Task to carry out - Print the records below word for word, beginning with the first line and ending once the line containing "Return one point per instance of the girl, each" is printed.

Information -
◇ ◇ ◇

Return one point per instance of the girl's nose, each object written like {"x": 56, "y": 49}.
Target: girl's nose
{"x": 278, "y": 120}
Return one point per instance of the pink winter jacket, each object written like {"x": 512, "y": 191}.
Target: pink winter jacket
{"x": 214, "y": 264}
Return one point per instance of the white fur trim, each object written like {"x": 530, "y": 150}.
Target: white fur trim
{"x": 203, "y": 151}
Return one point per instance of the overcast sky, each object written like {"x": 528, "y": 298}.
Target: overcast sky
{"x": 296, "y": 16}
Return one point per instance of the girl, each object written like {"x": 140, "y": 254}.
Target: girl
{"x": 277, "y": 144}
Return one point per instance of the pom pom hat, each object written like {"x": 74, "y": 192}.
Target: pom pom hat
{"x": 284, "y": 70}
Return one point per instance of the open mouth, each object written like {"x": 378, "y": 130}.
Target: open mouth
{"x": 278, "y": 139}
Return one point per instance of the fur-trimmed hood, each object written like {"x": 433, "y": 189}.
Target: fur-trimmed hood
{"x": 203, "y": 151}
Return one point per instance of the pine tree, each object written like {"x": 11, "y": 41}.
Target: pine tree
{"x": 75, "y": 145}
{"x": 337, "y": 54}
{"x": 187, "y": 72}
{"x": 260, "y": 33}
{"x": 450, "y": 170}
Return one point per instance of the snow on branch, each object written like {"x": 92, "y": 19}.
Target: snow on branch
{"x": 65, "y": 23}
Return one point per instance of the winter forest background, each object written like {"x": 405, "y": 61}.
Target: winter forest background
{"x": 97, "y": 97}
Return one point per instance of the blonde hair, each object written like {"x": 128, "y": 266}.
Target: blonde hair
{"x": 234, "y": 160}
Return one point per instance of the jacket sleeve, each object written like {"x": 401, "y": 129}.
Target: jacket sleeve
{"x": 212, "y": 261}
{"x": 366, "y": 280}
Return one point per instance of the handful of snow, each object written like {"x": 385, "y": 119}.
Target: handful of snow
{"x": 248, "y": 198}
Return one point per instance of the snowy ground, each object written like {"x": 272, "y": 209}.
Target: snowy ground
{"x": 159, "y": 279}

◇ ◇ ◇

Expected output -
Return one point per instance of the girl's nose, each object written like {"x": 56, "y": 49}.
Target: girl's nose
{"x": 278, "y": 120}
Return one point per instance of the pink winter jacket, each object written like {"x": 512, "y": 191}.
Target: pink winter jacket
{"x": 214, "y": 264}
Return one point per instance of the white fur trim, each object written like {"x": 530, "y": 150}.
Target: white fur trim
{"x": 203, "y": 151}
Return one point per instance of the overcast sky, each object written like {"x": 528, "y": 298}.
Target: overcast sky
{"x": 296, "y": 16}
Return one point per instance of the girl, each object written like {"x": 140, "y": 254}.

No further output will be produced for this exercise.